VANCOUVER -- Rafe Mair’s got a new book out. Like his previous best-selling tome Rants, Raves and Recollections, Still Ranting is too a collection of essays and columns written by British Columbia’s premiere political commentator. The subjects of his pieces are not just the mundane and dry political stuff like constitutional or electoral reform, or ‘uniting the right.’ Sure that stuff is in there, but there are also some interesting pieces on some of the other subjects that make Rafe tick, and makes him a most sought after voice in this country today.

His previous book started with an interesting piece where he looks at his life, and the fact he’s been a sort of late-bloomer in life. (His broadcasting career really took off in his mid-’50s, as did he begin to write prolifically.) In Still Ranting his opening piece is all about how at the age of 70, he’s finding himself “drifting left”. The voice of constitutional reform, who’s also called for BC separation and who’s supported Reform and the Canadian Alliance, is finding himself sympathetic to the voices of the left, and becoming, more and more, an unabashed environmentalist.

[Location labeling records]

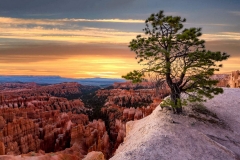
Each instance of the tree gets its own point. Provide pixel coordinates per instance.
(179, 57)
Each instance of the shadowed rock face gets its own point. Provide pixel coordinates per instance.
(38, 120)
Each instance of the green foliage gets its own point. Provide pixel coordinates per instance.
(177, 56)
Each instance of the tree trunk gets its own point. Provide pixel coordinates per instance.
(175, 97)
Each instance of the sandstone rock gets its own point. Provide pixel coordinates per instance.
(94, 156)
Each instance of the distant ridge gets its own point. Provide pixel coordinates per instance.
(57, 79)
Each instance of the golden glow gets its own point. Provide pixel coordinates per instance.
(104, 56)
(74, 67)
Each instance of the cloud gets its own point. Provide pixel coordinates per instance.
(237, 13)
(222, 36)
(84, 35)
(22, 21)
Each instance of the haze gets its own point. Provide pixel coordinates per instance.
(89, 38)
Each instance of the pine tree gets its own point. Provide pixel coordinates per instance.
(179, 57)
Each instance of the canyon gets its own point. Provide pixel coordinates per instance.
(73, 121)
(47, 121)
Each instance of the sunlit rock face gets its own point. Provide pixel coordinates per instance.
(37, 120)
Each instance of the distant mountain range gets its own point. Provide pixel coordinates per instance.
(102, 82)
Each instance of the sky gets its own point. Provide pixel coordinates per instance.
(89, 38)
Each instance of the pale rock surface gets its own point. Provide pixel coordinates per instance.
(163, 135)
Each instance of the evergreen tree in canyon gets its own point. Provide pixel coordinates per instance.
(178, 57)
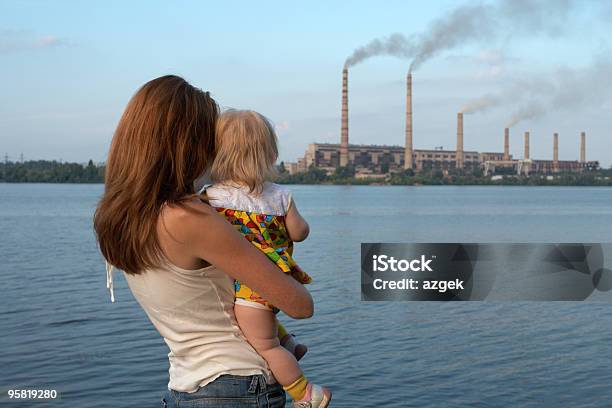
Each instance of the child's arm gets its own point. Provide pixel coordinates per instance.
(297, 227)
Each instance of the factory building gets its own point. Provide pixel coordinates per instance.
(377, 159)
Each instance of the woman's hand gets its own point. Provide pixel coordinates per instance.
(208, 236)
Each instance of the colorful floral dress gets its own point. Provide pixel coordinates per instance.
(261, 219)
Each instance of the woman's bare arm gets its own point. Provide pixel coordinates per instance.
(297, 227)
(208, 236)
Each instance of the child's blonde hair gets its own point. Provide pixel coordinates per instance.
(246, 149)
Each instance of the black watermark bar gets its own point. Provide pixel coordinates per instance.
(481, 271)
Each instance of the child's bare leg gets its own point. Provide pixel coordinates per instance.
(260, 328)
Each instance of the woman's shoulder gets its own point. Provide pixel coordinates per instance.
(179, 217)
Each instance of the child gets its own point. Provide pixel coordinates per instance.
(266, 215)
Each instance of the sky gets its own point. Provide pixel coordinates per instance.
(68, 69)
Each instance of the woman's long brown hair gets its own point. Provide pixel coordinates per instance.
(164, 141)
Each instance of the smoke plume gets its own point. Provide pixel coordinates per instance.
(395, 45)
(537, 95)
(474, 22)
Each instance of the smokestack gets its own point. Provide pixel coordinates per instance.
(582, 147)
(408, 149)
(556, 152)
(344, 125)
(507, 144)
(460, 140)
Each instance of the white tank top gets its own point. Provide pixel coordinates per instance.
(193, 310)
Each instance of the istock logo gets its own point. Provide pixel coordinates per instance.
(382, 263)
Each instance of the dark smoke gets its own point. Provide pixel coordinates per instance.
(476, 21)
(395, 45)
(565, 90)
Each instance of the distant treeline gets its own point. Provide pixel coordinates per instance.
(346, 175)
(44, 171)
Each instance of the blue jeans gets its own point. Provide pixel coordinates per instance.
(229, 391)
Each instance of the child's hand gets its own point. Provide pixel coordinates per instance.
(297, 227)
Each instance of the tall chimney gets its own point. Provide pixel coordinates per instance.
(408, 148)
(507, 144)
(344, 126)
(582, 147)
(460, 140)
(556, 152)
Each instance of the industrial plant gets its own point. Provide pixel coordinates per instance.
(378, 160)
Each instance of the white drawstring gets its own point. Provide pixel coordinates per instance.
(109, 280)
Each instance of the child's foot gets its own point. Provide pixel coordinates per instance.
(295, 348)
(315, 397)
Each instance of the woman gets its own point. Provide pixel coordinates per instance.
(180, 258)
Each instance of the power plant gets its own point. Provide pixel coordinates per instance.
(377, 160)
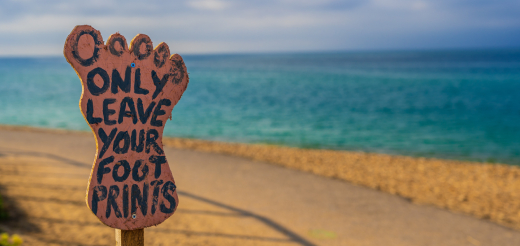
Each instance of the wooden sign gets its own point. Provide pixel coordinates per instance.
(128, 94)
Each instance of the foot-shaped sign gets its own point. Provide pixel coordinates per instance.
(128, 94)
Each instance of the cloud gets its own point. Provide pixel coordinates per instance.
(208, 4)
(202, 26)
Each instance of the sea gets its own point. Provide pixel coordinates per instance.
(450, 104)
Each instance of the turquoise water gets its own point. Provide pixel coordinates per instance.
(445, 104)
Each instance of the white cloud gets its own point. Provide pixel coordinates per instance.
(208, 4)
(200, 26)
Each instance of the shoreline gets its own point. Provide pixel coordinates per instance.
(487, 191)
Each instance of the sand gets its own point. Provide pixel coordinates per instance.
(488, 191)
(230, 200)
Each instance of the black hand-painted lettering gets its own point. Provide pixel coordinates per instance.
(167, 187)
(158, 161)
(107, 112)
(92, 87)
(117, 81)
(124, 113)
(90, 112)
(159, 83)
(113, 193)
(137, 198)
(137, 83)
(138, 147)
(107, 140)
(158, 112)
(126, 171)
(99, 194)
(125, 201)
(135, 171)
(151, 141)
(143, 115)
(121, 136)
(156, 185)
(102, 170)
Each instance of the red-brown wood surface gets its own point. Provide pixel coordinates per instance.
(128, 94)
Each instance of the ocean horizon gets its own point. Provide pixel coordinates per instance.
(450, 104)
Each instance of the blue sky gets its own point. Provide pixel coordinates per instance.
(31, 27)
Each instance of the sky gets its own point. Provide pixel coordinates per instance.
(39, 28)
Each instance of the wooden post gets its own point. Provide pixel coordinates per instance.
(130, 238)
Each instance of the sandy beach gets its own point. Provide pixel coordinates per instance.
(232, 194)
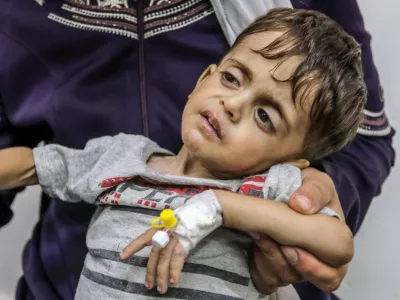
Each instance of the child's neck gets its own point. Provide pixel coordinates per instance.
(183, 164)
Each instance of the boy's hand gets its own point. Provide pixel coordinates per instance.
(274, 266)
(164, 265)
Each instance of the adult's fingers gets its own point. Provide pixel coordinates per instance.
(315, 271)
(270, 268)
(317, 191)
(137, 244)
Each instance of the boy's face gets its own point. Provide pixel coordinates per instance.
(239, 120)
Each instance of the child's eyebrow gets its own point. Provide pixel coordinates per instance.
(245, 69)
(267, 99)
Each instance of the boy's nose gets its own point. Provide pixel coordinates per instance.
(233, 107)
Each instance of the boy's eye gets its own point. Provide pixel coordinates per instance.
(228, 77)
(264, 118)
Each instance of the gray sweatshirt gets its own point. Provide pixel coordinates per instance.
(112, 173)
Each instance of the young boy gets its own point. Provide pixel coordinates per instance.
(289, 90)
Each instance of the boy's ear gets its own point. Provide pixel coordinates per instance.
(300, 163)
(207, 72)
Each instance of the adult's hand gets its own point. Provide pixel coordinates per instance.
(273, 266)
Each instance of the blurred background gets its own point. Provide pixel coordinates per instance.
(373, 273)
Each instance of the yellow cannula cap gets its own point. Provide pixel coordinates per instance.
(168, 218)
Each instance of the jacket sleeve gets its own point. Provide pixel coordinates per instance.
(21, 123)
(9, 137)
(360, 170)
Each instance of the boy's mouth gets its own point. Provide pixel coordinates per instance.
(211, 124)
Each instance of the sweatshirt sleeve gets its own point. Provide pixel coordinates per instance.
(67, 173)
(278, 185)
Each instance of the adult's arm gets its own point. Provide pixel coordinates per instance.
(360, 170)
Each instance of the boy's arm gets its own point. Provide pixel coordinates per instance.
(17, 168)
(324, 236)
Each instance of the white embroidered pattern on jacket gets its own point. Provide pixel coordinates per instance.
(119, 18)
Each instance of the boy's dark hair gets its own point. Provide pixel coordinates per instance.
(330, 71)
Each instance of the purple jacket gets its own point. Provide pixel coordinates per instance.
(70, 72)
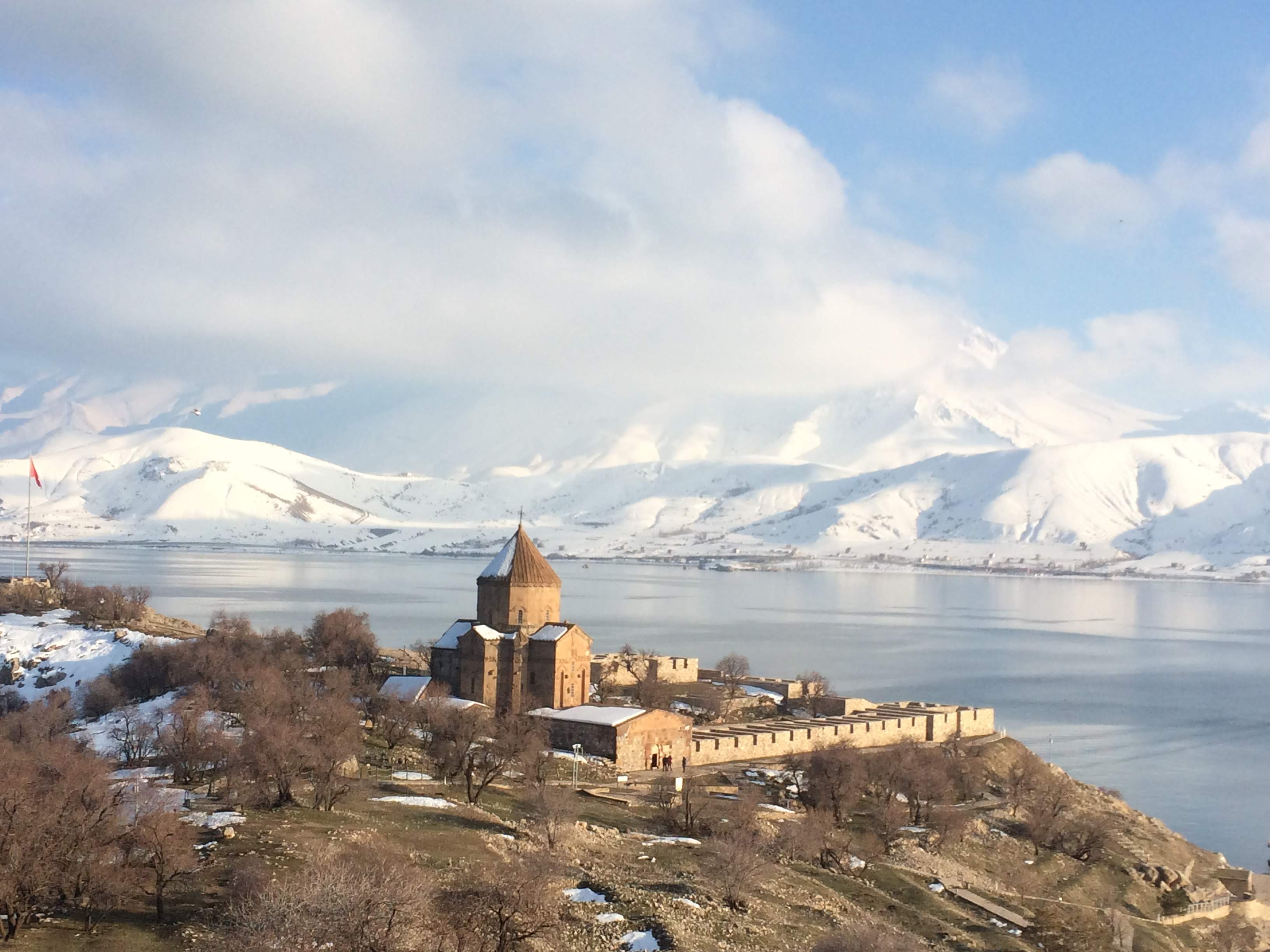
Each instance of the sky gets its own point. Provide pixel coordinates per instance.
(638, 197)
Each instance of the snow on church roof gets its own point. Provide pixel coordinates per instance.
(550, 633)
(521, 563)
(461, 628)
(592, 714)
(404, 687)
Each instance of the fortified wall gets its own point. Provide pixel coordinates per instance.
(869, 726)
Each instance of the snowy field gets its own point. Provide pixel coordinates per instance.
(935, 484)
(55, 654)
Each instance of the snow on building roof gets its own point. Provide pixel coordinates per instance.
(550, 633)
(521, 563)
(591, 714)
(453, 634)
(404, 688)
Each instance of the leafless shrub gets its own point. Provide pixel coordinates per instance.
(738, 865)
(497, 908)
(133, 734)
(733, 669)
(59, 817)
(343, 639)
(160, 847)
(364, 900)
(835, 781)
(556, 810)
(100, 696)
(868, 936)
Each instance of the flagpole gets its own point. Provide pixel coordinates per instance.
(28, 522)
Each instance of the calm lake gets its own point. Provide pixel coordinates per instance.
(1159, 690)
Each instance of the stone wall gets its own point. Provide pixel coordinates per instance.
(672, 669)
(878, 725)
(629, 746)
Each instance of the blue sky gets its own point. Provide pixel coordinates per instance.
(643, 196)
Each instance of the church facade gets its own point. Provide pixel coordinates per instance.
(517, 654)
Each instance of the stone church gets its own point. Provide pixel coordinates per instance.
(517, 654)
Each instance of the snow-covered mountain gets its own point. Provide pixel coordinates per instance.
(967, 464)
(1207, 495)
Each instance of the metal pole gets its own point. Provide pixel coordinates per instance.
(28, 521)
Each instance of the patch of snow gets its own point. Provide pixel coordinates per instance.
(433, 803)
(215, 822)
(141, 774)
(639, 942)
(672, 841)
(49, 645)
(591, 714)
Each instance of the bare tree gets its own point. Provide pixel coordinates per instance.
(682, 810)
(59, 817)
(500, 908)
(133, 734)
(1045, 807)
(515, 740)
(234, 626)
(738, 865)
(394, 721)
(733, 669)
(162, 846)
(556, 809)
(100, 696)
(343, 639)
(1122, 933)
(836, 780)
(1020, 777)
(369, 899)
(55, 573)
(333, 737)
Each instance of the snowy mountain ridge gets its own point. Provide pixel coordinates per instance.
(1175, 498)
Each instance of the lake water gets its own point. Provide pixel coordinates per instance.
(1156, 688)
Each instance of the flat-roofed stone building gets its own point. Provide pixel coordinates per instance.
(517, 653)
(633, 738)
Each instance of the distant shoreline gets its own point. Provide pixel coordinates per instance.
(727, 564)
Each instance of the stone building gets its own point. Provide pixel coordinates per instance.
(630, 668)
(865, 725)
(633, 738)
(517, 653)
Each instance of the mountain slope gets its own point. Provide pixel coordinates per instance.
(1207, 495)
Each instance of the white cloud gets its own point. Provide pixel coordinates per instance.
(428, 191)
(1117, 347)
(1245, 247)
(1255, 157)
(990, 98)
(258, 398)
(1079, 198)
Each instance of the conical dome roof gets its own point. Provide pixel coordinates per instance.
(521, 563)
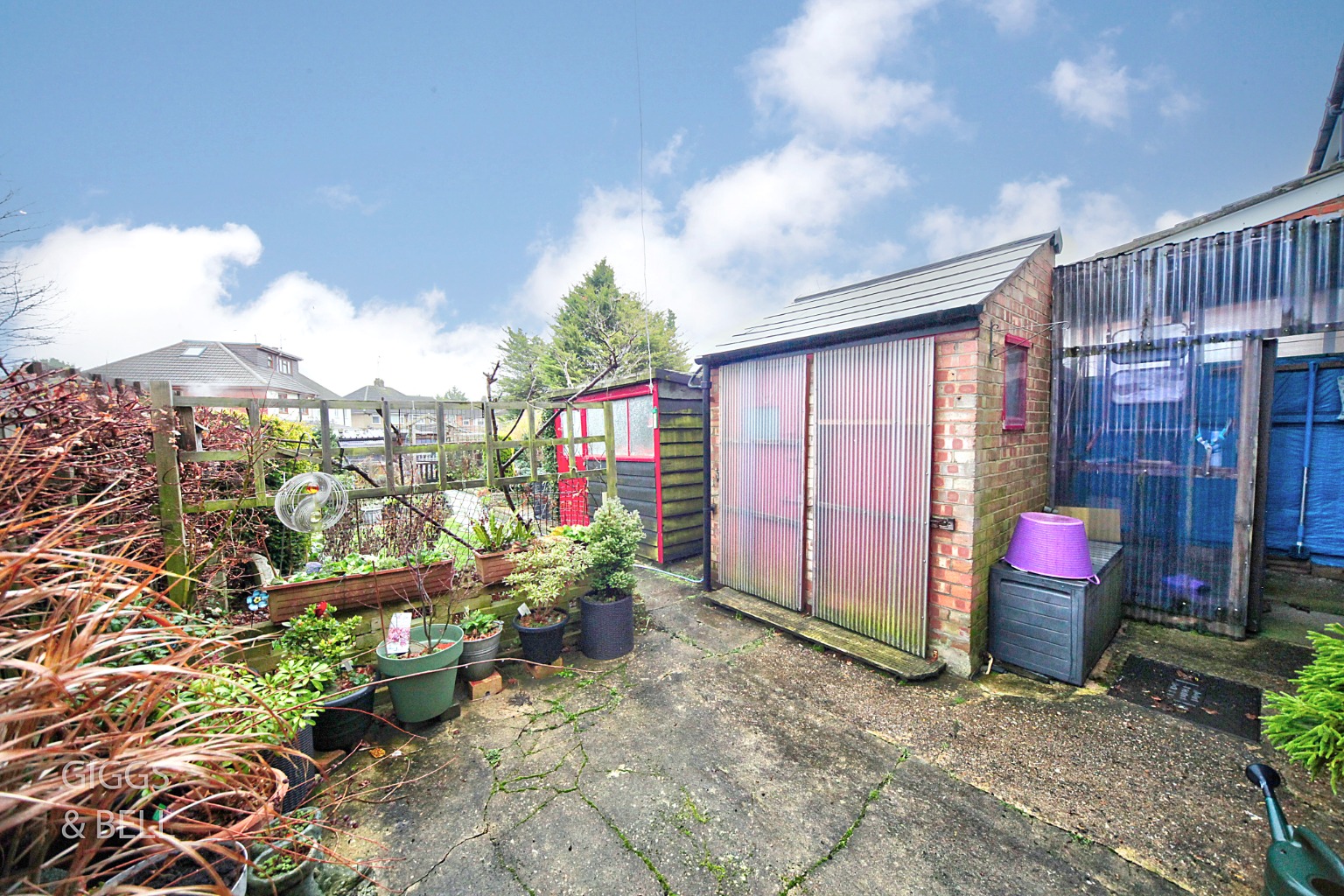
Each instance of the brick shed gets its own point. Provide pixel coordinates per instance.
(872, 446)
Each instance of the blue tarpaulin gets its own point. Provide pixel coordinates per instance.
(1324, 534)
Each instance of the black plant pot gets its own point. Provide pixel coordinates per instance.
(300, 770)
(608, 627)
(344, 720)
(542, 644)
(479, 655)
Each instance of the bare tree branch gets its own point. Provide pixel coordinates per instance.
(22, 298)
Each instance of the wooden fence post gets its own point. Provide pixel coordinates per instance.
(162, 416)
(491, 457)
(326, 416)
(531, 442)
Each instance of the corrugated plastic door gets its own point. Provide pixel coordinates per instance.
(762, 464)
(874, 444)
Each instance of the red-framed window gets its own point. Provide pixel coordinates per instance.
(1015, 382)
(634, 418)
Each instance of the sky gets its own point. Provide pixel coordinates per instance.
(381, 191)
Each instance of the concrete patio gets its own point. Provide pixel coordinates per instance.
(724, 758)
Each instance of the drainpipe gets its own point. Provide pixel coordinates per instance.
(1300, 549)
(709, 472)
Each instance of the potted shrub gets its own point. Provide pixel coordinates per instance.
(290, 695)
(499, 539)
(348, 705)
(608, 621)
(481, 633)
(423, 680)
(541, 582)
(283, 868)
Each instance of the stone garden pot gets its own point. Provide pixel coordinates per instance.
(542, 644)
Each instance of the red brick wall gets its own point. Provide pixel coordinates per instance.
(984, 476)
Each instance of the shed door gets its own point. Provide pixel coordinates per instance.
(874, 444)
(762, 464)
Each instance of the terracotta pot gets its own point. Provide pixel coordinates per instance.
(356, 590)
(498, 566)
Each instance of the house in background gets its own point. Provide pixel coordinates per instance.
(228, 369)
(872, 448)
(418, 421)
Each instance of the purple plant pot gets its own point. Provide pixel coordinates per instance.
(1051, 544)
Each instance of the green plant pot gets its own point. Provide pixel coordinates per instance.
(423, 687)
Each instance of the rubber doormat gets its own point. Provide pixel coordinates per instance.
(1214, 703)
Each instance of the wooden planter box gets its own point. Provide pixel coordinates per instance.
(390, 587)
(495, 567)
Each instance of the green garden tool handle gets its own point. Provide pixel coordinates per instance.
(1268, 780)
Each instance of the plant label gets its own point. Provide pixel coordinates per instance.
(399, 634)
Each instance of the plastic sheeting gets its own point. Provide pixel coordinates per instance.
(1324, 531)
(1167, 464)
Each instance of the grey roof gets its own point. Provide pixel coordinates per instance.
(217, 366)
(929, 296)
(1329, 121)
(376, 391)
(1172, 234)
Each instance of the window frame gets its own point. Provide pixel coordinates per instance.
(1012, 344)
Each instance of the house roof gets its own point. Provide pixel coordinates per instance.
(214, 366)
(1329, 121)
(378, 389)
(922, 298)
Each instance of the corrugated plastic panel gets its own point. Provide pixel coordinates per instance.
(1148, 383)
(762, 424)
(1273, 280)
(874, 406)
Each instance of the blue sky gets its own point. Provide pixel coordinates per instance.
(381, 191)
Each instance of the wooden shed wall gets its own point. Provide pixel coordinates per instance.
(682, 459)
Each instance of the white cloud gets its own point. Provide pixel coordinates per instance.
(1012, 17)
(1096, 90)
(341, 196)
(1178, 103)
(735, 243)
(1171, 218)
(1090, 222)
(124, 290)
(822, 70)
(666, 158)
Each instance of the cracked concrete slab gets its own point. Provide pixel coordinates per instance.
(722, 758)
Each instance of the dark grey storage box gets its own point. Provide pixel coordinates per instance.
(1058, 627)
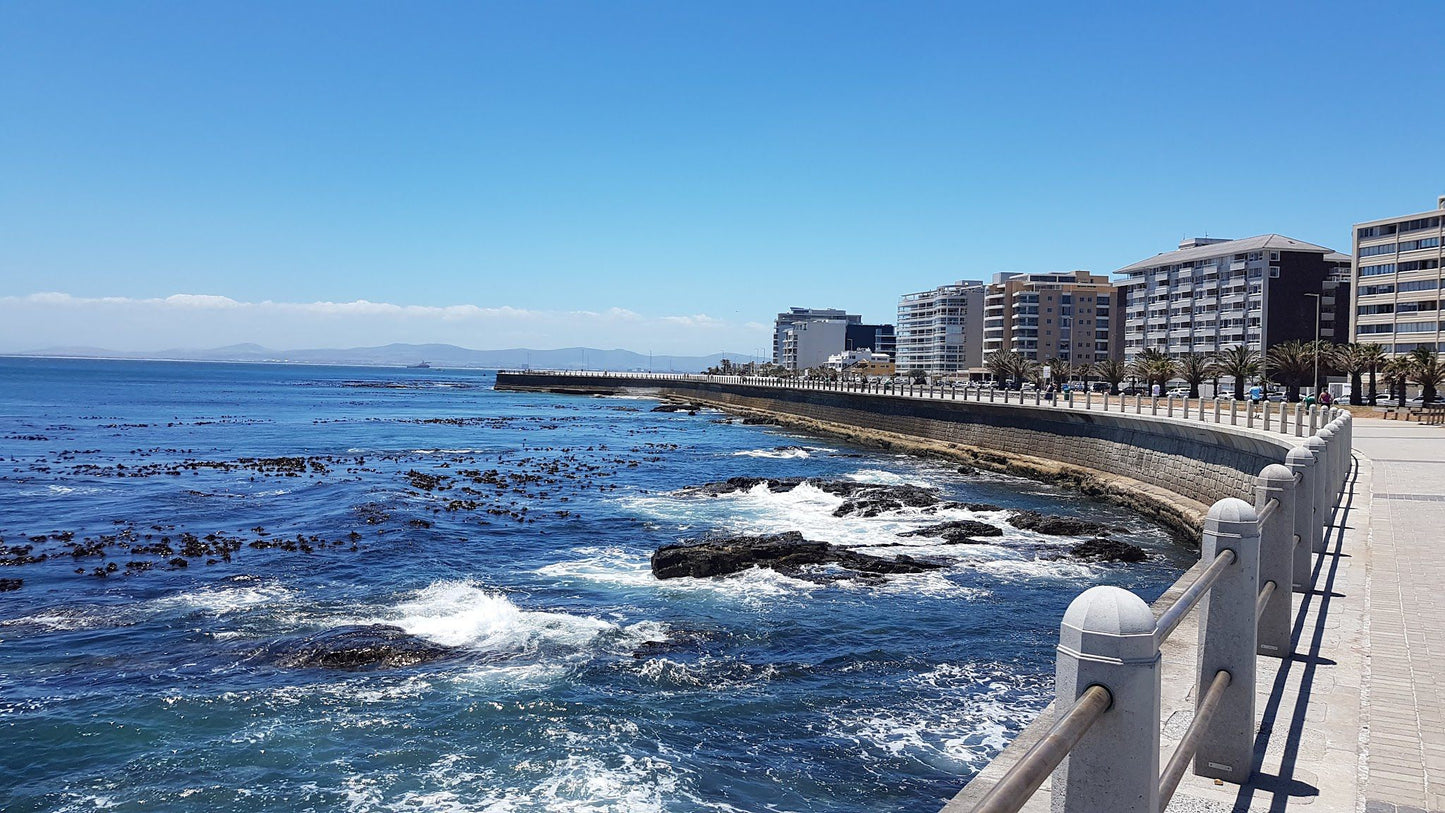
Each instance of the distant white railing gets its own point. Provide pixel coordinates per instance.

YOUR TASK:
Please decide whether each statement below agrees with the text about Rafe Mair's new book, answering yes or no and quoting the words of the text that settle it. (a) Still Ranting is a collection of essays and columns. (b) Mair's broadcasting career took off in his thirties. (c) The opening piece of Still Ranting describes Mair drifting left at the age of 70.

OUTPUT OF THE EXERCISE:
(a) Yes: "Still Ranting is too a collection of essays and columns written by British Columbia’s premiere political commentator."
(b) No: "His broadcasting career really took off in his mid-’50s"
(c) Yes: "In Still Ranting his opening piece is all about how at the age of 70, he’s finding himself “drifting left”."